KUTIPAN TERPILIH —
B.     Pembatalan Akta jual-beli Tanah
1.      Pembatalan sertifikat Atas tanah
Pembatalan adalah pernyataan batalnya suatu tindakan hukum atau perbuatan hukum atas tindakan hukum atau perbuatan hukum atas tuntutan dari pihak-pihak yang oleh undang-undang dibenarkan untuk menuntut pembatalan. Menurut kamus Bahasa Indonesia (KBBI) Pengertian dari pembatalan adalah “suatu proses, cara, perbuatan membatalkan, atau suatu pernyataan batal”. Suatu akta merupakan suatu tulisan yang memang sengaja dibuat untuk dapat dijadikan bukti bila ada suatu peristiwa dan ditanda tangani.  Pengertian pembatalan ini mengandung dua macam kemungkinan alasan yaitu pembatalan karena tidak memenuhi syarat subyektif, dan pembatalan karena adanya wanprestasi dari debitur. Pembatalan dapat diartikan dengan tiga syarat yakni :
a) Perjanjian harus bersifat timbal-balik (bilateral).
b) Harus ada wanprestasi (breach of contract)
c) Harus dengan putusan hakim (verdict)

SOAL TERTULIS A — Bisakah Anda menyunting semua baris di bawah dengan mengganti "dark" menjadi "light" tanpa mengubah bagian lain, lalu menuliskannya kembali tanpa menyertakan gambarnya?

DAFTAR BARIS —
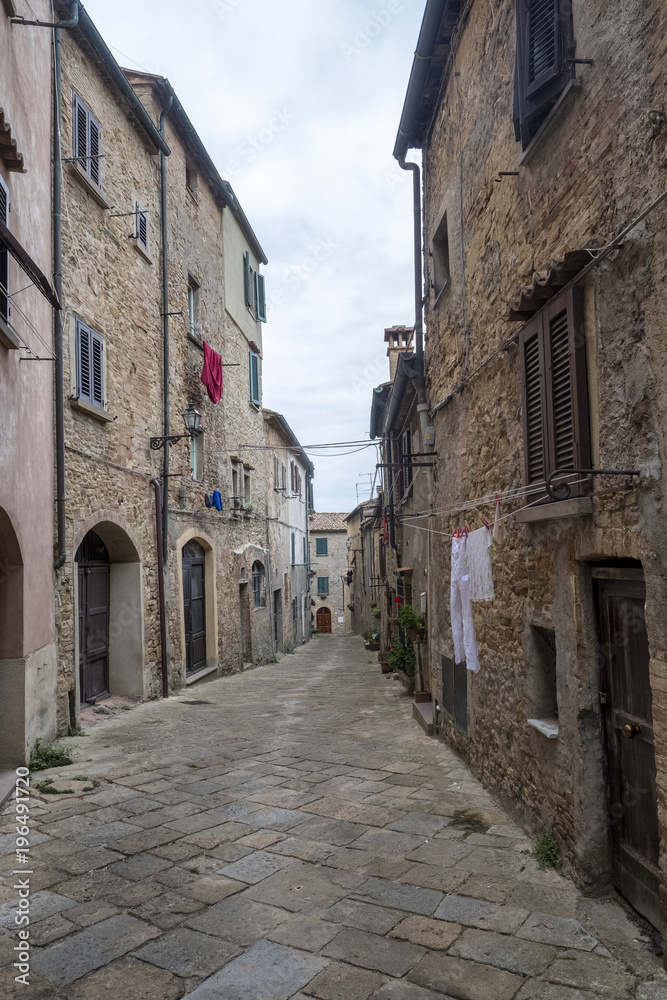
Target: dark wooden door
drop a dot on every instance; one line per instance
(323, 620)
(625, 683)
(194, 606)
(93, 595)
(278, 619)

SOAL TERTULIS B — Bisakah Anda melanjutkan teks tentang pembatalan akta jual-beli tanah di atas, dimulai setelah poin terakhirnya?

HASIL TUGAS A —
Target: light wooden door
drop a dot on every instance; one line per instance
(323, 620)
(625, 683)
(194, 606)
(93, 595)
(278, 619)

HASIL TUGAS B —
Pembatalan Hak atas Tanah dalam pasal 1 angka 12 Peraturan Mentri Negara Agraria/ kepala Badan Pertanahan Nasional Nomor: 3 tahun 1999 tentang Pelimpahan Kewenangan Pemberian dan Pembatalan Keputusan Pemberian Hak atas Tanah, Selanjutnya disebut PMNA/KBPN NO 3 TAHUN 1999 “Pembatalan Keputusan mengenai pemberian suatu hak atas tanah karena keputusan tersebut mengandung cacat hukum dalam penerbitannya atau melaksanakan putusan pengadilan yang telah berkekuatan hukum tetap “ Pasal 1 angka 14 Peraturan Menteri Negara Agraria/ Kepala Badan pertanahan Nasional Nomor: 9 tahun 1999 tentang Tata cara Pemberian dan Pembatalan Hak Atas Tanah Negara dan Hak pengelolaan, selanjutnya disebut PMNA/KBPN 9/1999, pengertian Pembatalan hak Atas Tanah yitu,” Pembatalan keputusan pemberian hak atas tanah atau sertifikat hak atas tanah karena keputusan tersebut mengandung cacat hukum administrasi dalam penerbitannya atau untuk melaksanakan putusan pengadilan yang telah berkekuatan hukum tetap. Pembatalan hak atas tanah dalam pasal 104 ayat (1) PMNA/KBPN No. 9/1999 meliputi 3 (tiga) produk pelayanan BPN Yaitu:
a. Surat Keputusan Pemberian Hak atas Tanah
b. Sertifikat hak Atas Tanah
c. Kesalahan subyek hak
d. Kesalahan obyek hak
e. Kesalahan jenis hak
f. Kesalahan perhitungan luas
g. Terdapat tumpang tindah hak atas tanah
h. Terdapat ketidakbeneran pada data fisik dan/atau data yuridis atau
i. Kesalahan lainnya yang bersifat hukum administratif
Dalam konteks Hukum Perjanjian Indonesia menurut KUH Perdata, terdapat beberapa alasan untuk membatalkan perjanjian. Alasan itu dapat dikelompokkan ke dalam lima kategori sebagai berikut:
a. Tidak terpenuhinya persyaratan yang ditetapkan oleh undag-undang untuk jenis perjanjian formil. yang berakibat perjanjian batal demi hukum.
b. Tidak terpenuhinya syarat sahnya perjanjian, yang berakibat;
1) Perjanjian batal demi hukum. Atau
2) Perjanjian dapat dibatalkan;
c. Terpenuhinya syarat batal pada jenis perjanjian bersyarat
d. Pembatalan oleh pihak ketiga atas dasar action paulina
e. Pembatalan oleh pihak yang diberi kewenangan khusus berdasarkan
    undang-undang.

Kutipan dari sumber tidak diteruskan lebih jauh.